Records for the task:
=====
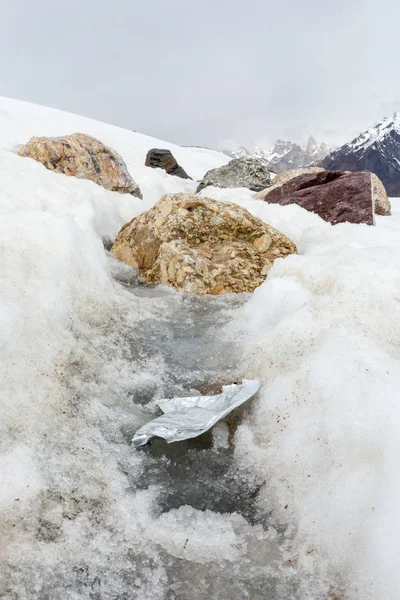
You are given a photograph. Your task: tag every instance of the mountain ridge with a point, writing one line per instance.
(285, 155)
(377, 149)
=====
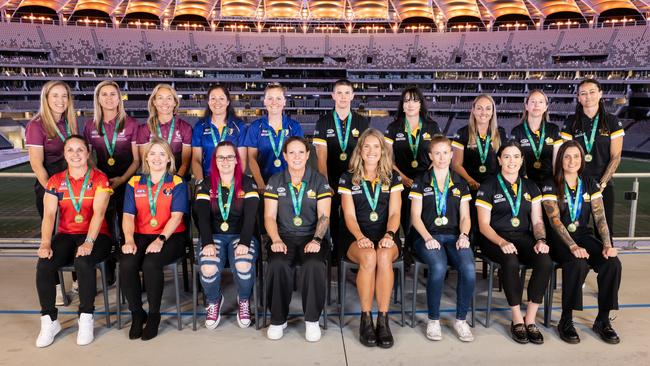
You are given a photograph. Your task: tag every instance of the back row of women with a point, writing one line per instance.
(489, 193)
=====
Do this:
Identify every line in the records above that contains the word "with", and copy each of those lines.

Correct result:
You are given a photograph. Your task: tag every instance of the mountain ridge with a point, writing one line per instance.
You are given a photograph. Your task: tag every instance of the back row of women with a point, writing one line per instance.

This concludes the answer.